__JOB__. Lines before the one containing "the soccer goal?" are excluded; print that line and every line after it through the end of the material below, exactly.

__DATA SUPPLIED__.
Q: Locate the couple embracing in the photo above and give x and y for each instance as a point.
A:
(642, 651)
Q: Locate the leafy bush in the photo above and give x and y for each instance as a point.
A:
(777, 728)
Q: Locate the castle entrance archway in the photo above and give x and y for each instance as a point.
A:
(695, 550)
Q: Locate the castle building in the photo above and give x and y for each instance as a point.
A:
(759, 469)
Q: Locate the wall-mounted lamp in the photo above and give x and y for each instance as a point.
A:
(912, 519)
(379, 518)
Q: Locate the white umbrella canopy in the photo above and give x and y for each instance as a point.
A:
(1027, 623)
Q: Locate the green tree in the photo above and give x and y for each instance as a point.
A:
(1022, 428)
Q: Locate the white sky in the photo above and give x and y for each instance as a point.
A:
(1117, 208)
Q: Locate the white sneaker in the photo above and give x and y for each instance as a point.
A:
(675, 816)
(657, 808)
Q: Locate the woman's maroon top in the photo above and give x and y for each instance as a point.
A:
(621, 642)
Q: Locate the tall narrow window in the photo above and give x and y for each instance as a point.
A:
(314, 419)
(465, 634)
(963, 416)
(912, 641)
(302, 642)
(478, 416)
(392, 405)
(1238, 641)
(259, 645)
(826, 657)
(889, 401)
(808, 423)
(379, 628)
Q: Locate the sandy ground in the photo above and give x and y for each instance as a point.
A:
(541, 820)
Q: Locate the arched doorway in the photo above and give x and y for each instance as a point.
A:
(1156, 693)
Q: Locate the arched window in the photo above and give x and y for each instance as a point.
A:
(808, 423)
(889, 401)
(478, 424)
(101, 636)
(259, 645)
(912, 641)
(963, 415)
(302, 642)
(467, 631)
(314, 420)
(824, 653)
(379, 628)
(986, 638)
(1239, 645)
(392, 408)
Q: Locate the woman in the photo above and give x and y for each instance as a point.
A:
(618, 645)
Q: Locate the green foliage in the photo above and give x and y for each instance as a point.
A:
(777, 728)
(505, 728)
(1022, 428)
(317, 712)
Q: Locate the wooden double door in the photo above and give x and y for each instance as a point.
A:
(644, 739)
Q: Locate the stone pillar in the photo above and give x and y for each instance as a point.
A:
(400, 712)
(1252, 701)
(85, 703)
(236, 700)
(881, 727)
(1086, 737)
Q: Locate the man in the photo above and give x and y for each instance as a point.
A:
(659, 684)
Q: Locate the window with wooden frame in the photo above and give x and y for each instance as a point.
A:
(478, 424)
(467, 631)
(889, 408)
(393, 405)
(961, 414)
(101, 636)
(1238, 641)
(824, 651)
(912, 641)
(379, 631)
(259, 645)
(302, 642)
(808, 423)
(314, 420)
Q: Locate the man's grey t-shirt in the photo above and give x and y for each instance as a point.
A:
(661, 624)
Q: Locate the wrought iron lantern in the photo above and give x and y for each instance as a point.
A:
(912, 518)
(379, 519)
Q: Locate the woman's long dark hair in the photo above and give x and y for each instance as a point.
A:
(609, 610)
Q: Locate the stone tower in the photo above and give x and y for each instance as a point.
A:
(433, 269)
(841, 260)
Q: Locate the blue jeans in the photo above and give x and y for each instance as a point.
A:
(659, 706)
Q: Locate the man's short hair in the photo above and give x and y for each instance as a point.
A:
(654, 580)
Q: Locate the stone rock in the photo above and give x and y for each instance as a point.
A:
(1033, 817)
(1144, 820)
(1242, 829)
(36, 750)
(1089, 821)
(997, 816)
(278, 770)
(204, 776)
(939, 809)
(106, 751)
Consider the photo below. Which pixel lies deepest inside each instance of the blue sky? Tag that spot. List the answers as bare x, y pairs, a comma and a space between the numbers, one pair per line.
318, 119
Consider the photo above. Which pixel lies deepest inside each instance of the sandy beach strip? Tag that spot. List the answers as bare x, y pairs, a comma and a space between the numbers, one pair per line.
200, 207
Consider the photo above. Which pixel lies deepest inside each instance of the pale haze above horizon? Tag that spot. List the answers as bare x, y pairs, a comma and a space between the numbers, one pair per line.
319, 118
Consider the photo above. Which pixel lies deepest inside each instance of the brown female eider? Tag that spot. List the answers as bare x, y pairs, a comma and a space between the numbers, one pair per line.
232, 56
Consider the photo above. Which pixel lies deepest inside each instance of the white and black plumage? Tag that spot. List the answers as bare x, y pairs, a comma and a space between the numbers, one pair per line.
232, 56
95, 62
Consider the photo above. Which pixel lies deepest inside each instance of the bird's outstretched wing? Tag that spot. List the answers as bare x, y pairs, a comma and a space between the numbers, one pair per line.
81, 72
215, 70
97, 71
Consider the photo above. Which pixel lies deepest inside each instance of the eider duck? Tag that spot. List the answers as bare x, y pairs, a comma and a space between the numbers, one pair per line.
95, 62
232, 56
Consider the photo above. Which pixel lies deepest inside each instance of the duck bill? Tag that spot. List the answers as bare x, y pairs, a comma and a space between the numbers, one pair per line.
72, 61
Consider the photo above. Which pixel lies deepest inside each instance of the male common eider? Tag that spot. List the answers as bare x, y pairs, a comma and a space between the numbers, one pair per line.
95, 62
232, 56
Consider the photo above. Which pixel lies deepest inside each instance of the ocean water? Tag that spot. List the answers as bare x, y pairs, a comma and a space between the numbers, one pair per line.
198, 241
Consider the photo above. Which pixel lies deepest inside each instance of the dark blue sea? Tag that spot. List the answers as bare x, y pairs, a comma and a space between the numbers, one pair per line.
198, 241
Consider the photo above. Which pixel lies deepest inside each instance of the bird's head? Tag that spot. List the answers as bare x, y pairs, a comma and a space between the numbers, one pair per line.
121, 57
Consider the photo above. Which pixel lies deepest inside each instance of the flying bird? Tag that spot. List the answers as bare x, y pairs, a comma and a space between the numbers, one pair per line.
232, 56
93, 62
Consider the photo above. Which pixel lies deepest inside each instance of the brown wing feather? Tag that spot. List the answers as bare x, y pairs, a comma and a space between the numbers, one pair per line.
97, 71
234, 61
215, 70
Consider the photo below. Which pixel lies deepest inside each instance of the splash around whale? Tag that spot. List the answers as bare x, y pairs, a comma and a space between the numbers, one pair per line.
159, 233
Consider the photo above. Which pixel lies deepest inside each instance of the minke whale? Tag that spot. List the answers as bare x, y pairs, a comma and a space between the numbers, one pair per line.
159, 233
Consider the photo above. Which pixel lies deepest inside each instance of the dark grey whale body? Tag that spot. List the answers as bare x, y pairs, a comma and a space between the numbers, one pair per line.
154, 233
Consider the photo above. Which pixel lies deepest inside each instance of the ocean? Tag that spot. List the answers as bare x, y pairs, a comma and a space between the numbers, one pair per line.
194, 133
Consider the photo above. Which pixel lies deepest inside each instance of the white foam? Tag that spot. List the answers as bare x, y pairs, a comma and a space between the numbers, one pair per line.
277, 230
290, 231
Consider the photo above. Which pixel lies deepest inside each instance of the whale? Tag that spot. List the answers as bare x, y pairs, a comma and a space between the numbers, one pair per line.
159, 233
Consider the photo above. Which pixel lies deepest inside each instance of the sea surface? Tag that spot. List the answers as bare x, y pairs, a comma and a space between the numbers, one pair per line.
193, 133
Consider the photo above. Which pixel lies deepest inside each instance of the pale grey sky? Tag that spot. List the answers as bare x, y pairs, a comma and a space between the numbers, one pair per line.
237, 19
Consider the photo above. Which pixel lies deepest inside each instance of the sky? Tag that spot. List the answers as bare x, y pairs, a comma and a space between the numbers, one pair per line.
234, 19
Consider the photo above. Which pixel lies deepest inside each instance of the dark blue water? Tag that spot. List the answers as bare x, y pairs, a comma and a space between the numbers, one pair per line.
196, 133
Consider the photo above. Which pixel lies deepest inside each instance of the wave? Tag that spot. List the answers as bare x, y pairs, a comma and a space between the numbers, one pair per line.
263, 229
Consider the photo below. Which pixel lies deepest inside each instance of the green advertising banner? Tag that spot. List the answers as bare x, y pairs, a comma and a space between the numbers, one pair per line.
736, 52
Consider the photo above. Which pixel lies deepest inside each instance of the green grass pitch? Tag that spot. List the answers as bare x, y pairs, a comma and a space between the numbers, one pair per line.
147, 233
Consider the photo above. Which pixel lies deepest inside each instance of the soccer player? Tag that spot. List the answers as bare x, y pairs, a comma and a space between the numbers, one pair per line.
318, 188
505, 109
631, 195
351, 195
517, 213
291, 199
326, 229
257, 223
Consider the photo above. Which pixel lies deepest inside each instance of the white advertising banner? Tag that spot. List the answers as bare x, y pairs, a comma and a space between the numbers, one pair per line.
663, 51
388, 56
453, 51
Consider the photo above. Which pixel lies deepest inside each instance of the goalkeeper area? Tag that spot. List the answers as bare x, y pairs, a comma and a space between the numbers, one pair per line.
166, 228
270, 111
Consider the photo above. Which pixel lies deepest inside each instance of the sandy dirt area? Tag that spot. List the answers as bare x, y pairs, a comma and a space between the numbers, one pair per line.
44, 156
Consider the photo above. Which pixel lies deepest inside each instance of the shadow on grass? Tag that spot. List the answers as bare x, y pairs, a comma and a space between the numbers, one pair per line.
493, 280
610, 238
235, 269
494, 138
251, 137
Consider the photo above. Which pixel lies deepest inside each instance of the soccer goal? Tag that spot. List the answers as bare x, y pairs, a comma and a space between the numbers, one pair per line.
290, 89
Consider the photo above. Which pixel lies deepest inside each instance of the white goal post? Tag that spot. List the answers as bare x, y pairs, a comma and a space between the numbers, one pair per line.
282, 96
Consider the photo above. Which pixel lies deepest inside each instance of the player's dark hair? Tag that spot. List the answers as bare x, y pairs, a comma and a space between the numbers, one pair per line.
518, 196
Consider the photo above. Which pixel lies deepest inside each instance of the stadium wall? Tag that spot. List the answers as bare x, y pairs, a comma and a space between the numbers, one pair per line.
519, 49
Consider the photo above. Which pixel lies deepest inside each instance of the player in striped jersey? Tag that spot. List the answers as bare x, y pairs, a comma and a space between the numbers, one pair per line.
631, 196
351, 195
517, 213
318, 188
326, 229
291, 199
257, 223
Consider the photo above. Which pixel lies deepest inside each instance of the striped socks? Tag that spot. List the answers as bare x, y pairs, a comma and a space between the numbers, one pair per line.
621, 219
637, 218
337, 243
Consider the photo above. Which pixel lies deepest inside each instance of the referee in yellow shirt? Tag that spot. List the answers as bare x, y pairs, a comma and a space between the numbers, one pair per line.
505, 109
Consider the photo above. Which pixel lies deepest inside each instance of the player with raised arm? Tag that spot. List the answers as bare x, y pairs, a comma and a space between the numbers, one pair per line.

__THE COMPLETED TASK__.
Consider the photo above. Which pixel lies deepest inside each instance of the soccer goal? Tag that spot. List the answers as bare x, y pairs, a comma and a space between the numbers, one pair per line.
290, 89
Consider the photo above. Which pixel lies deepest inside each instance of the white goal post? Tag that spot. List the answers as bare x, y pairs, a comma and a space between the numbers, one pair per line.
282, 96
Consider the photo above. Which pixel lies deepest inside each instance of the player's dark hair? Tag that spot. List the answers as bare x, y pairs, a comma and a space between the numbers, one pair per line.
518, 196
Consider the photo above. Which pixel lies deepest inside each instance of the stadium wall? Tag that spot. List the answers as bare x, y pairs, a comma and a space between the numbers, one pair per line.
519, 49
Consider the photo above. Which pixel lies deepest inside each instance of the player in striped jersey? Tag that spot. List the answers as bare x, y pairs, a comma and a space between the numbers, one pair per line.
631, 196
351, 195
517, 213
318, 188
326, 229
291, 199
257, 223
Consider the photo above. Which pixel lies deepest inside each instance of the striped socks? Tag that spot. List the answers as bare x, y pairs, a comma and a space between the numbers, one pair per line.
621, 219
637, 218
337, 243
Consider the photo above. Which pixel lies deepest inside each instance of the referee in yellow shirt? Tag that spot. List the answers as bare x, y pairs, a comma and a space between the numbers, one pair per line.
505, 109
Consider the photo above. Which pixel lies deepest inside each instance of the player with raised arm? Tag that spot. List the answers as bare x, y pairs, a comma and a space between the numbers, one pair per line.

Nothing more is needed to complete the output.